> _SUPPLIED TEXT_
┌──
William: I carry pieces of both of my parents, though in very different ways. My mother is where my warmth, curiosity, laughter, and desire for connection come from — she’s always approached people with openness and a sense of possibility, though there is fire in the belly! My father gave me steadiness and work ethic, the ability to stay focused and build things over time, and also that quiet recharge. He loved being outdoors in the beauty and silence of nature and I bring that into my life in my own way.
And then there’s the path they didn’t take: neither of them were musicians, but they encouraged creativity. If anything, I’m a blend of their values shaped by the unexpected world that music opened up for me. They both now sing in the church choir along with my sister, Liesel, who was in the Canadian Opera Company in the early 2000’s!
What is the best or worst thing about what you do?
The best part of my work — whether performing, teaching, or directing a festival — is witnessing transformation and impacting a life. A concert that changes the room or the individual. A student discovering a new part of themselves. An ensemble growing into its artistic identity. A concert space that opens into each individual’s moment of choice.
└──
> _EXTRACTED INFORMATION_
┌──
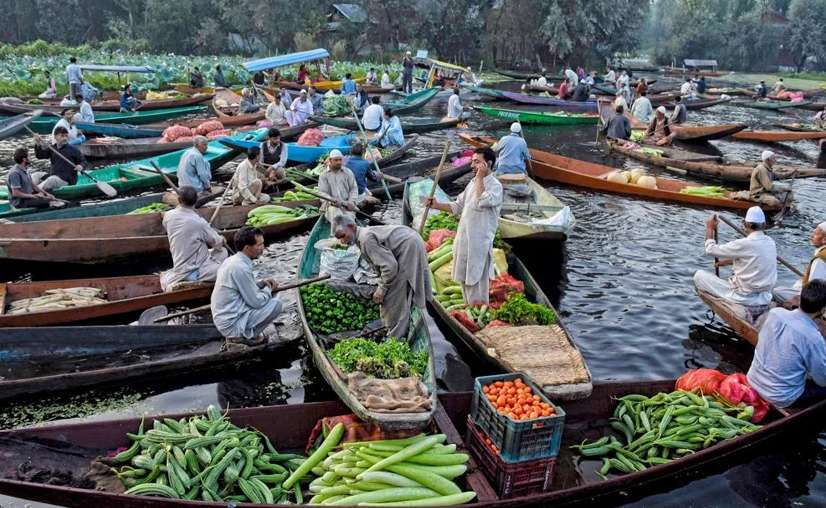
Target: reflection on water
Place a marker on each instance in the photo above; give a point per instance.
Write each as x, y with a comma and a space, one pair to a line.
622, 282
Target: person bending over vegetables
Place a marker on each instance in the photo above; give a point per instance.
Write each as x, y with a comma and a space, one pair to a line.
243, 309
478, 207
398, 254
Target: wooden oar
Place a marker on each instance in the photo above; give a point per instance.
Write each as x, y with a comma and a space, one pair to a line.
435, 185
104, 187
779, 259
206, 307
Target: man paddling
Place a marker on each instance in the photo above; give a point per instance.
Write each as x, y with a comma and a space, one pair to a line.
197, 249
244, 309
789, 365
754, 265
816, 270
478, 207
398, 254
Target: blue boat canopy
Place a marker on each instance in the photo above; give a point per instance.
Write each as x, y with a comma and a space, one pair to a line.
144, 69
272, 62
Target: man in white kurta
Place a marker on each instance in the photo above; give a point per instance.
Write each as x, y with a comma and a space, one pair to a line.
197, 249
399, 256
753, 260
339, 183
242, 308
478, 207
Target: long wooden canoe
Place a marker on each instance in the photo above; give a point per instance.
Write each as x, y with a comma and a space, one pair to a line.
418, 338
105, 239
409, 126
585, 106
288, 427
540, 117
778, 136
51, 359
726, 172
557, 168
45, 123
124, 295
504, 362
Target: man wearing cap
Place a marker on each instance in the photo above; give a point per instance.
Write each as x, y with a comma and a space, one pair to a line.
339, 183
762, 188
300, 110
816, 270
754, 265
511, 152
407, 73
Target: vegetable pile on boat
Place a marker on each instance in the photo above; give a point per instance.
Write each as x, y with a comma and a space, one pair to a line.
417, 471
655, 430
207, 458
330, 311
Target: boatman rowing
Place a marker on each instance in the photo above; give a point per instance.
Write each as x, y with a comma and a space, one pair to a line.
754, 263
478, 207
398, 254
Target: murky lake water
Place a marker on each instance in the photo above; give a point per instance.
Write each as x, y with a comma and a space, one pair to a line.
622, 282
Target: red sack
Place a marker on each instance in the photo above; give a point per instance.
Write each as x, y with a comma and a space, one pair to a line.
206, 127
311, 137
736, 389
461, 317
705, 381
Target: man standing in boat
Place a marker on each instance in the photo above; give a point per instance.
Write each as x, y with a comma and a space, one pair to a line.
398, 254
244, 309
754, 265
791, 351
478, 207
197, 249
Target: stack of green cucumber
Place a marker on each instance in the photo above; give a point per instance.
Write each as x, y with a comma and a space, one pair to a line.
208, 458
417, 471
664, 427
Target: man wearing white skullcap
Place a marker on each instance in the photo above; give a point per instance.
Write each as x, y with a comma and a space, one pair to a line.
762, 188
815, 270
754, 266
339, 183
511, 152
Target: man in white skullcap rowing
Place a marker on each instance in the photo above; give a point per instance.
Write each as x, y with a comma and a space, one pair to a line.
754, 265
763, 189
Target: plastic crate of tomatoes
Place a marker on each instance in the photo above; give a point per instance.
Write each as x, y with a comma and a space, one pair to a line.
520, 420
509, 480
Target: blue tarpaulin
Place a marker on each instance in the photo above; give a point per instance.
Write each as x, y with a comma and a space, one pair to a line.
290, 59
117, 68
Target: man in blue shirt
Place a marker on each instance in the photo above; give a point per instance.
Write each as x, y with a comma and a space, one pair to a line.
791, 349
511, 152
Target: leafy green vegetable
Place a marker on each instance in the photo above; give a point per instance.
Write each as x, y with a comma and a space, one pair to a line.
389, 359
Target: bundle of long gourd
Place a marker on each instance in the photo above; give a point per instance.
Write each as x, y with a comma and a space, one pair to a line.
58, 299
417, 471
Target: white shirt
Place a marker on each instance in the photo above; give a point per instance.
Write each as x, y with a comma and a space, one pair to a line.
371, 119
755, 262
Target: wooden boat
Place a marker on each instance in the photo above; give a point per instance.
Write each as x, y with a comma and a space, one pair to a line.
412, 102
540, 117
557, 168
139, 175
11, 126
725, 172
418, 338
45, 123
124, 295
288, 427
504, 361
119, 130
104, 239
585, 106
409, 126
46, 360
778, 136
└──
> _WHAT IS BEING ASKED_
Please transcribe the passage of the interview from "William: I carry" to "my own way.", keeping every word and punctuation mark unchanged.

> _EXPECTED OUTPUT_
William: I carry pieces of both of my parents, though in very different ways. My mother is where my warmth, curiosity, laughter, and desire for connection come from — she’s always approached people with openness and a sense of possibility, though there is fire in the belly! My father gave me steadiness and work ethic, the ability to stay focused and build things over time, and also that quiet recharge. He loved being outdoors in the beauty and silence of nature and I bring that into my life in my own way.